As part of the interpretive test, the criterion of horizontal orientation robs account-givers and account-holders of certain justificatory strategies. In particular, given that public organizations typically work with complex and contested issues, there is no “real work” to be done independently of adequate process. Such appeals to performance fail to express a competent good faith attempt to respect the mandate as an integrated normative framework.
Vertical Orientation and Performance Management
The vertical mode of orientation is about seeing how concrete practices align with high-level goals (ultimately value commitments). This makes public organizations answerable to a goal structure that has analogies in ordinary intentional action. Goals, as they typically figure in practical reasoning, are not adopted in isolation but are rather “nested” in complex hierarchical structures (Raz 1986, 292). For example, my goal of jogging today is nested in a goal of getting regular exercise, which is in turn part of a general plan of a moderately healthy lifestyle, which is a broader idea that includes a variety of considerations. Similarly, for organizations, the goal of having a plurality of stakeholders represented at a meeting may be nested in the broader goal of realizing a stakeholder engagement strategy, which may in turn be a response to the goal of unbiased decision making or, even more abstractly, the goal of “good governance.”
To some extent, the need for vertical orientation has already been expressed in assessments of accountability practices. A particularly explicit example is Thomas Schillemans and Madalina Busuioc’s (2014) critical observation that “principals may delegate tasks without accompanying goals, essentially leaving it to the agents to come up with goals for their actions” (Schillemans and Busuioc 2014, 199, emphasis in original). This essentially amounts to negligence in preparing the ground for a genuine accountability relationship. High-level goals endow actions with a public meaning and provide standards for reason giving. Without nesting concrete tasks in high-level goals, there is not much for an accountability practice to track. There is no public evaluative framework for assessing the normative judgments of officials.
A more implicit call for vertical orientation pervades criticism of the “performance management” movement. The past three decades have witnessed an international trend of imposing varieties of more or less standardized performance indicators on public organizations (Pollitt 2018). Ideally, performance management enhances accountability by making organizations subject to publicly accessible goals (Heinrich 2002, 722). In practice, however, a problem with some versions is that they lead to “gaming,” understood as the practice of “hitting the target but missing the point” because “what is measured is what matters” (Bevan and Hood 2006; see also Molander, Grimen, and Eriksen 2012, 224). This provides an example of a mode of control where instruments that monitor aspects of day-to-day activities have a tendency to become detached from higher level goals.
In this regard, Beryl Radin (2006) has criticized the performance movement for its failure to respect the need for professional judgment when complex goals are pursued. As she notes, “Much of what has been devised in the name of accountability actually interferes with the responsibilities that individuals in organizations have to carry out work and to accomplish what they have been asked to do” (Radin 2006, 7). One of her useful examples concerns the way U.S. government bodies end up spending their time satisfying outcome measures as specified by Office of Management and Budget (OMB) in ways that conflict with the broader and more complex goals expressed by Congress. In particular, she describes how the Office of Research and Development of the EPA is pressured to comply with standardized criteria that are not experienced as appropriate for the research programs in question (Radin 2006, 116–17). In effect, the budget of the research programs depends on factors that are seemingly external to their politically delegated mission. This means that the OMB has powerful influence over this ostensibly science-based branch of government, but it hardly means that the research programs have become more answerable to their mandate.

☆ ☆ ☆

DIRECTIONS FOR THIS TASK: According to the accountability passage, why does delegating tasks without goals amount to negligence in preparing the ground for a genuine accountability relationship? Answer in one to three sentences. The records are separate from the accountability passage and have nothing to do with it.

☆ ☆ ☆

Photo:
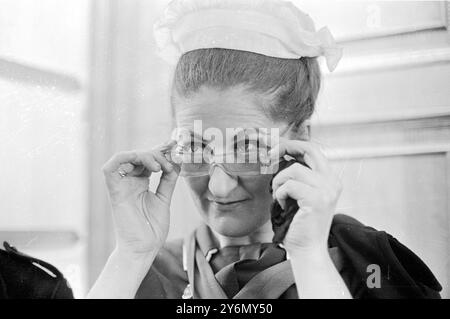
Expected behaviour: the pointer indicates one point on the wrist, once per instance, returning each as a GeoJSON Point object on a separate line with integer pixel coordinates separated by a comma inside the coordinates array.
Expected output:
{"type": "Point", "coordinates": [133, 260]}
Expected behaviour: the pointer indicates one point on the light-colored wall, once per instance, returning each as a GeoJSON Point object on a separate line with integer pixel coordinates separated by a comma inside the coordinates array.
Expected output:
{"type": "Point", "coordinates": [383, 119]}
{"type": "Point", "coordinates": [43, 132]}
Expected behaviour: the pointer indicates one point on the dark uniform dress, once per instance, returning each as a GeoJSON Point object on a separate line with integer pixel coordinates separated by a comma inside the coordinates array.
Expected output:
{"type": "Point", "coordinates": [196, 268]}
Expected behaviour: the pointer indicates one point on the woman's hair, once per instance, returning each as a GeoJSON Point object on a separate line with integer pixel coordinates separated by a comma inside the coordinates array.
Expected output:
{"type": "Point", "coordinates": [291, 85]}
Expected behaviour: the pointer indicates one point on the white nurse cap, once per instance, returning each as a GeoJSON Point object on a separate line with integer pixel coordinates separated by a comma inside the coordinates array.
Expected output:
{"type": "Point", "coordinates": [270, 27]}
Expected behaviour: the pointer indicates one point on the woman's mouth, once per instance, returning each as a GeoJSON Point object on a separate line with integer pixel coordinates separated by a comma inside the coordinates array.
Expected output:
{"type": "Point", "coordinates": [227, 205]}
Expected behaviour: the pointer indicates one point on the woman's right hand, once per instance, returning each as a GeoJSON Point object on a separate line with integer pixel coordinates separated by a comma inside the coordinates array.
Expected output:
{"type": "Point", "coordinates": [141, 217]}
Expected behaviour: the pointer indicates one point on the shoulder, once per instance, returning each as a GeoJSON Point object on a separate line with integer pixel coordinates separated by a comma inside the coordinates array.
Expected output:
{"type": "Point", "coordinates": [402, 273]}
{"type": "Point", "coordinates": [26, 277]}
{"type": "Point", "coordinates": [166, 277]}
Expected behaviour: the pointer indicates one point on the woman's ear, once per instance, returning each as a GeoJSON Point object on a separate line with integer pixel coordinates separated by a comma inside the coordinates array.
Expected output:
{"type": "Point", "coordinates": [302, 132]}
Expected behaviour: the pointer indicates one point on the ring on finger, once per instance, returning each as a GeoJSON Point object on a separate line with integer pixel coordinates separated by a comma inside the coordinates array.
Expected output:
{"type": "Point", "coordinates": [122, 173]}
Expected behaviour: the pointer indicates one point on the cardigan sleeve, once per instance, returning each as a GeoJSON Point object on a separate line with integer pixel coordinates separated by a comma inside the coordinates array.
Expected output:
{"type": "Point", "coordinates": [378, 265]}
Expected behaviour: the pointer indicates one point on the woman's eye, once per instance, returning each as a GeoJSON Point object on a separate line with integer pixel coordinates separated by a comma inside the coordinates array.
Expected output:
{"type": "Point", "coordinates": [247, 146]}
{"type": "Point", "coordinates": [196, 147]}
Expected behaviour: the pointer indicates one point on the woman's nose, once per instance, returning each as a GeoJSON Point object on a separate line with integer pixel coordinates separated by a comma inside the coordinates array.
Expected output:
{"type": "Point", "coordinates": [220, 183]}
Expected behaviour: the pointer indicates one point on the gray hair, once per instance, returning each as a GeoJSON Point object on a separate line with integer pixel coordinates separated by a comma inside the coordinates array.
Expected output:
{"type": "Point", "coordinates": [292, 85]}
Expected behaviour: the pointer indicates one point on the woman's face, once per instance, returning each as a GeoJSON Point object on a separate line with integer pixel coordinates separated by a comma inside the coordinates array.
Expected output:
{"type": "Point", "coordinates": [233, 206]}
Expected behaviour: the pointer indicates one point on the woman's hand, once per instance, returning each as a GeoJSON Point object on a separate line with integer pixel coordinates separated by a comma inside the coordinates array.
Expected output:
{"type": "Point", "coordinates": [316, 190]}
{"type": "Point", "coordinates": [141, 217]}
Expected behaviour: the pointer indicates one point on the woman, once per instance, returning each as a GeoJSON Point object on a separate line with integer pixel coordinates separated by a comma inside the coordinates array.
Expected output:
{"type": "Point", "coordinates": [246, 64]}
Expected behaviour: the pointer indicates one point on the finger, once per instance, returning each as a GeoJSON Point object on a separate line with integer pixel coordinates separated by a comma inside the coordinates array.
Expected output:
{"type": "Point", "coordinates": [302, 150]}
{"type": "Point", "coordinates": [160, 157]}
{"type": "Point", "coordinates": [298, 172]}
{"type": "Point", "coordinates": [118, 159]}
{"type": "Point", "coordinates": [295, 190]}
{"type": "Point", "coordinates": [166, 186]}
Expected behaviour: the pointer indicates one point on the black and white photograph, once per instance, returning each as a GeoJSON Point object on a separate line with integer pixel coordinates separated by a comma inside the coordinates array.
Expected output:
{"type": "Point", "coordinates": [224, 149]}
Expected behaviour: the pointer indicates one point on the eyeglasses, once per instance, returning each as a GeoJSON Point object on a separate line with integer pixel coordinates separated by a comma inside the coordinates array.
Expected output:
{"type": "Point", "coordinates": [202, 161]}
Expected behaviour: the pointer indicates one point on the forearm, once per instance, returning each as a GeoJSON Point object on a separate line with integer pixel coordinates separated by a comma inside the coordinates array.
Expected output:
{"type": "Point", "coordinates": [316, 277]}
{"type": "Point", "coordinates": [121, 276]}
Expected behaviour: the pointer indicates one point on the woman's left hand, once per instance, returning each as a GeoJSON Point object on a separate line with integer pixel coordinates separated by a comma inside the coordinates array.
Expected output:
{"type": "Point", "coordinates": [316, 190]}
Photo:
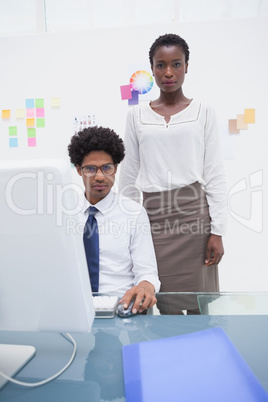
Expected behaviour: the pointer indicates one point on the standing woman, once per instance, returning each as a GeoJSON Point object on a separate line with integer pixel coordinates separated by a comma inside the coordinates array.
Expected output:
{"type": "Point", "coordinates": [173, 157]}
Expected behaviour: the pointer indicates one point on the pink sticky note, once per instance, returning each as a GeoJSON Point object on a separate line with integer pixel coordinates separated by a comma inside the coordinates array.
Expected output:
{"type": "Point", "coordinates": [126, 92]}
{"type": "Point", "coordinates": [32, 142]}
{"type": "Point", "coordinates": [30, 122]}
{"type": "Point", "coordinates": [29, 112]}
{"type": "Point", "coordinates": [40, 112]}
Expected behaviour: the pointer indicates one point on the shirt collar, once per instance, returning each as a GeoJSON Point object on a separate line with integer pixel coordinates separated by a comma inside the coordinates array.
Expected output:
{"type": "Point", "coordinates": [104, 205]}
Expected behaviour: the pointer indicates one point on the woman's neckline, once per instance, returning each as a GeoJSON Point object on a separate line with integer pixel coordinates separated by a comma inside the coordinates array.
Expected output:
{"type": "Point", "coordinates": [170, 116]}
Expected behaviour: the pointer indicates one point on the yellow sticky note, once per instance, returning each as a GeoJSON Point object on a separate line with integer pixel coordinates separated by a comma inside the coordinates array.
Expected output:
{"type": "Point", "coordinates": [20, 113]}
{"type": "Point", "coordinates": [241, 125]}
{"type": "Point", "coordinates": [5, 114]}
{"type": "Point", "coordinates": [249, 116]}
{"type": "Point", "coordinates": [55, 102]}
{"type": "Point", "coordinates": [30, 122]}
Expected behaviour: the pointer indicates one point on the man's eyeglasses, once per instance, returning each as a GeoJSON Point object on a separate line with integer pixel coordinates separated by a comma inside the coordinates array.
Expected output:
{"type": "Point", "coordinates": [90, 170]}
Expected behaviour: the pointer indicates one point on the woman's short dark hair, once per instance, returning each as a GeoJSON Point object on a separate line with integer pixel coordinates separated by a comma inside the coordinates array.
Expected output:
{"type": "Point", "coordinates": [96, 139]}
{"type": "Point", "coordinates": [169, 40]}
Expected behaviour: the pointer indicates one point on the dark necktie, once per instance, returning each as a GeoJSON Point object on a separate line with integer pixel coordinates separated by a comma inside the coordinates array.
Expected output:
{"type": "Point", "coordinates": [91, 243]}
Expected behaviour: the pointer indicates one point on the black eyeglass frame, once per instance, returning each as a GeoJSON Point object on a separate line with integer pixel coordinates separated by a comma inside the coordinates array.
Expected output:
{"type": "Point", "coordinates": [97, 168]}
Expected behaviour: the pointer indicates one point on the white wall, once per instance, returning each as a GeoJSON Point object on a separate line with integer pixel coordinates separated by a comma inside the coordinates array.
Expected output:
{"type": "Point", "coordinates": [85, 69]}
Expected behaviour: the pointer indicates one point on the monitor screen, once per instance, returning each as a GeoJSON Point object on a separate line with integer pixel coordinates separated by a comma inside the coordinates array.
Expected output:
{"type": "Point", "coordinates": [44, 281]}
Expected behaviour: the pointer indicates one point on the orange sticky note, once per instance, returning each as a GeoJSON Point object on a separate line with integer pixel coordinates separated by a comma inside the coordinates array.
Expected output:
{"type": "Point", "coordinates": [249, 116]}
{"type": "Point", "coordinates": [30, 122]}
{"type": "Point", "coordinates": [5, 114]}
{"type": "Point", "coordinates": [241, 125]}
{"type": "Point", "coordinates": [20, 113]}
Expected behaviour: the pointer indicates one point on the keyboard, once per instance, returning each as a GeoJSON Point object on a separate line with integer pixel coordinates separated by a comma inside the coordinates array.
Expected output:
{"type": "Point", "coordinates": [105, 306]}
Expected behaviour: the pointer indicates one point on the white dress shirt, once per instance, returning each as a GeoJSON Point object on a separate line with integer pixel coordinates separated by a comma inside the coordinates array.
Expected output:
{"type": "Point", "coordinates": [127, 254]}
{"type": "Point", "coordinates": [164, 156]}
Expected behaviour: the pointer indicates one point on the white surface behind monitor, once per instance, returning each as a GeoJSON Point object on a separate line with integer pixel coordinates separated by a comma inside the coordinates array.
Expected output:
{"type": "Point", "coordinates": [44, 282]}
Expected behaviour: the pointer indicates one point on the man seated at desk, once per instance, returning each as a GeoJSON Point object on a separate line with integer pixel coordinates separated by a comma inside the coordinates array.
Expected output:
{"type": "Point", "coordinates": [117, 237]}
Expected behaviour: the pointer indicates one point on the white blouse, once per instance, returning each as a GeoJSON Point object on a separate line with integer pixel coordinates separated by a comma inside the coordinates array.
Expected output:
{"type": "Point", "coordinates": [163, 156]}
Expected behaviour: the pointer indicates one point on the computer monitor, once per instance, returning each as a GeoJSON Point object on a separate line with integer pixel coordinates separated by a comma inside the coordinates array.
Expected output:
{"type": "Point", "coordinates": [44, 281]}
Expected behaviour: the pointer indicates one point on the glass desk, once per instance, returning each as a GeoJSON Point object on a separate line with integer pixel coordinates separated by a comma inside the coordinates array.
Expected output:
{"type": "Point", "coordinates": [97, 371]}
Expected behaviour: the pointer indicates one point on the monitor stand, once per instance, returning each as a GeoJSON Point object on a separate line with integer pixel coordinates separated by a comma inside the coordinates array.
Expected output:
{"type": "Point", "coordinates": [13, 358]}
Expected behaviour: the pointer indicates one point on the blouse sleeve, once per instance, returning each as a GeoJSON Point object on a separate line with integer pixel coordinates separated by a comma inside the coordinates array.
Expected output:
{"type": "Point", "coordinates": [214, 176]}
{"type": "Point", "coordinates": [131, 164]}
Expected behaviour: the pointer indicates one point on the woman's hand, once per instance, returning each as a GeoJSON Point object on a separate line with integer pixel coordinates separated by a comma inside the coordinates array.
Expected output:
{"type": "Point", "coordinates": [214, 251]}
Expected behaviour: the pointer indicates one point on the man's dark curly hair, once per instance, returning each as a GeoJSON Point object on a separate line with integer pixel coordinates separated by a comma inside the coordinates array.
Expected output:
{"type": "Point", "coordinates": [96, 139]}
{"type": "Point", "coordinates": [169, 40]}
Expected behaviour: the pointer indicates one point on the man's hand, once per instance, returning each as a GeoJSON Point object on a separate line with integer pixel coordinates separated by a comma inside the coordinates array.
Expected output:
{"type": "Point", "coordinates": [144, 293]}
{"type": "Point", "coordinates": [214, 251]}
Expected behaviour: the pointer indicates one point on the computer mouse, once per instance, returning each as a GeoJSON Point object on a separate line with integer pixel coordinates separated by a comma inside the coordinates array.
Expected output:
{"type": "Point", "coordinates": [125, 312]}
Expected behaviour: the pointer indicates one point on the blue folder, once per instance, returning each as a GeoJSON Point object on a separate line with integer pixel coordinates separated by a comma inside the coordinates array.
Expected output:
{"type": "Point", "coordinates": [200, 366]}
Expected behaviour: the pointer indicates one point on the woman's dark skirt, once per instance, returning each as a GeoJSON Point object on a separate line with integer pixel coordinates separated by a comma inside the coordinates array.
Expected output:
{"type": "Point", "coordinates": [180, 225]}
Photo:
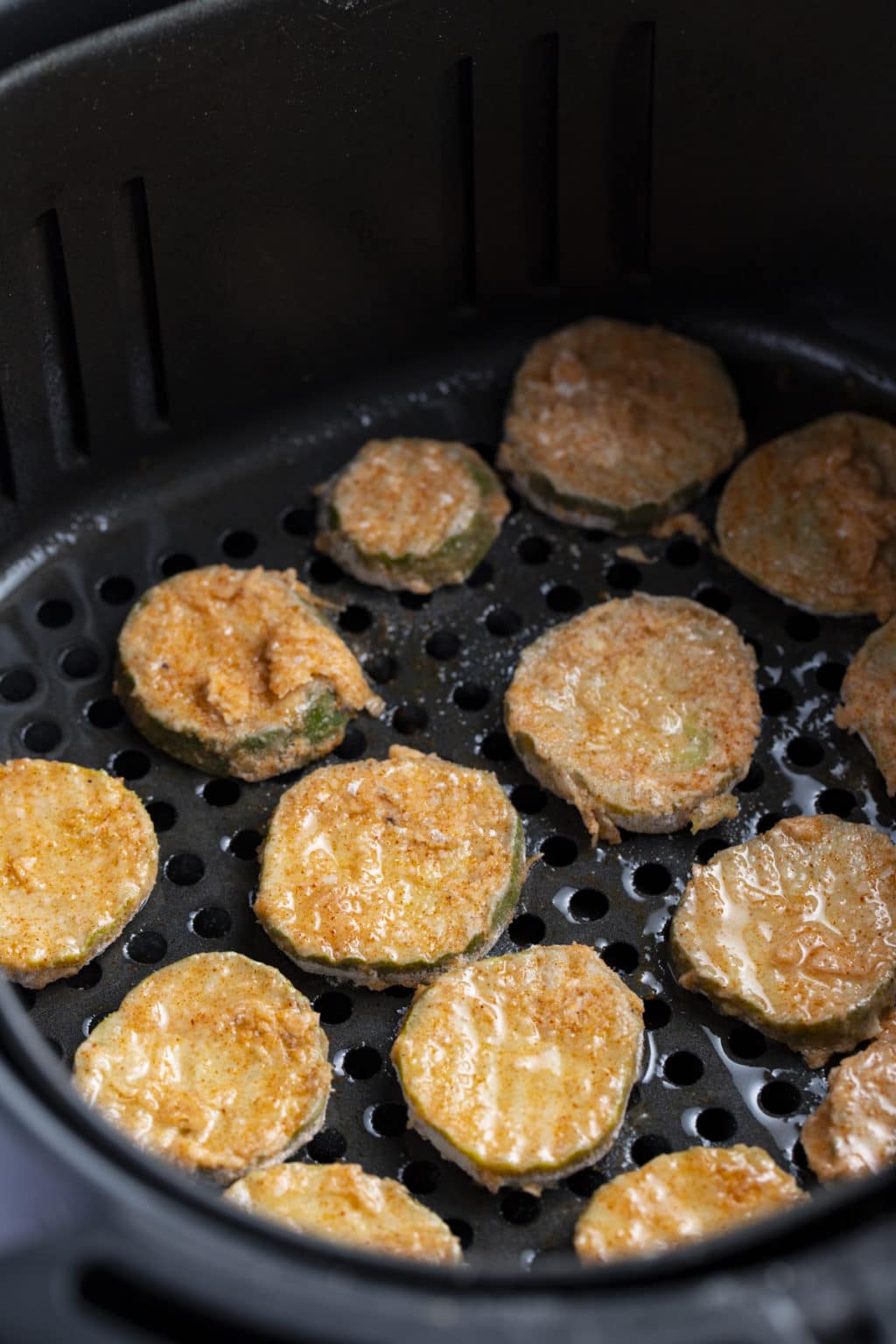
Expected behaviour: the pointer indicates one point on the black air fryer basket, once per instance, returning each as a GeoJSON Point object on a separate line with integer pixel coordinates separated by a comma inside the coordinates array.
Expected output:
{"type": "Point", "coordinates": [241, 237]}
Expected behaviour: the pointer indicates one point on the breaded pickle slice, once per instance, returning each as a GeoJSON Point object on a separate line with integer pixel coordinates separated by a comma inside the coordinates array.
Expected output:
{"type": "Point", "coordinates": [612, 425]}
{"type": "Point", "coordinates": [812, 516]}
{"type": "Point", "coordinates": [78, 858]}
{"type": "Point", "coordinates": [388, 872]}
{"type": "Point", "coordinates": [795, 932]}
{"type": "Point", "coordinates": [411, 514]}
{"type": "Point", "coordinates": [238, 672]}
{"type": "Point", "coordinates": [216, 1063]}
{"type": "Point", "coordinates": [641, 712]}
{"type": "Point", "coordinates": [853, 1132]}
{"type": "Point", "coordinates": [519, 1068]}
{"type": "Point", "coordinates": [341, 1203]}
{"type": "Point", "coordinates": [682, 1198]}
{"type": "Point", "coordinates": [870, 701]}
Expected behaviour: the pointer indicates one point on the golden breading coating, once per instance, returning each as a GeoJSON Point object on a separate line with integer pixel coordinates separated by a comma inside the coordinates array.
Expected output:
{"type": "Point", "coordinates": [236, 672]}
{"type": "Point", "coordinates": [853, 1132]}
{"type": "Point", "coordinates": [411, 514]}
{"type": "Point", "coordinates": [870, 701]}
{"type": "Point", "coordinates": [78, 858]}
{"type": "Point", "coordinates": [614, 425]}
{"type": "Point", "coordinates": [642, 712]}
{"type": "Point", "coordinates": [519, 1068]}
{"type": "Point", "coordinates": [812, 516]}
{"type": "Point", "coordinates": [795, 932]}
{"type": "Point", "coordinates": [682, 1198]}
{"type": "Point", "coordinates": [343, 1203]}
{"type": "Point", "coordinates": [216, 1063]}
{"type": "Point", "coordinates": [387, 872]}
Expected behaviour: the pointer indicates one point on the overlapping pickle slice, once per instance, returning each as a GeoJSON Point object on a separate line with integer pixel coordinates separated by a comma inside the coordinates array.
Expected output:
{"type": "Point", "coordinates": [411, 514]}
{"type": "Point", "coordinates": [617, 426]}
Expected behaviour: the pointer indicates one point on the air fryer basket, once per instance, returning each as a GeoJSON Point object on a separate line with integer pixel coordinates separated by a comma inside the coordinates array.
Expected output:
{"type": "Point", "coordinates": [228, 233]}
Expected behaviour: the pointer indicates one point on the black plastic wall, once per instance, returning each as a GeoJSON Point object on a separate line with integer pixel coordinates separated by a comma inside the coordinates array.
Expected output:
{"type": "Point", "coordinates": [215, 207]}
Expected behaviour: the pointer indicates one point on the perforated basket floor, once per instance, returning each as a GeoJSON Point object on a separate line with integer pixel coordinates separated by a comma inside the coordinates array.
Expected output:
{"type": "Point", "coordinates": [442, 664]}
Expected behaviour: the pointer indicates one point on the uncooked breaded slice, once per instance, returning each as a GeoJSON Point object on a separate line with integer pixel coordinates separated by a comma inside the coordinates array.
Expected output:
{"type": "Point", "coordinates": [682, 1198]}
{"type": "Point", "coordinates": [519, 1068]}
{"type": "Point", "coordinates": [812, 516]}
{"type": "Point", "coordinates": [795, 932]}
{"type": "Point", "coordinates": [216, 1063]}
{"type": "Point", "coordinates": [238, 672]}
{"type": "Point", "coordinates": [870, 701]}
{"type": "Point", "coordinates": [341, 1203]}
{"type": "Point", "coordinates": [78, 858]}
{"type": "Point", "coordinates": [853, 1130]}
{"type": "Point", "coordinates": [388, 872]}
{"type": "Point", "coordinates": [411, 514]}
{"type": "Point", "coordinates": [641, 712]}
{"type": "Point", "coordinates": [612, 425]}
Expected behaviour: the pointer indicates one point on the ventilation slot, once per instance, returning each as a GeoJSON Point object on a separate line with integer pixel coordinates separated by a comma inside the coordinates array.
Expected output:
{"type": "Point", "coordinates": [542, 140]}
{"type": "Point", "coordinates": [459, 180]}
{"type": "Point", "coordinates": [632, 148]}
{"type": "Point", "coordinates": [140, 305]}
{"type": "Point", "coordinates": [60, 347]}
{"type": "Point", "coordinates": [7, 479]}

☆ ☆ ☆

COMPLETED TASK: High-level goals give actions a public meaning and supply standards for reason giving. When concrete tasks are not nested in such goals, an accountability practice has little to track and no public evaluative framework for assessing officials' normative judgments.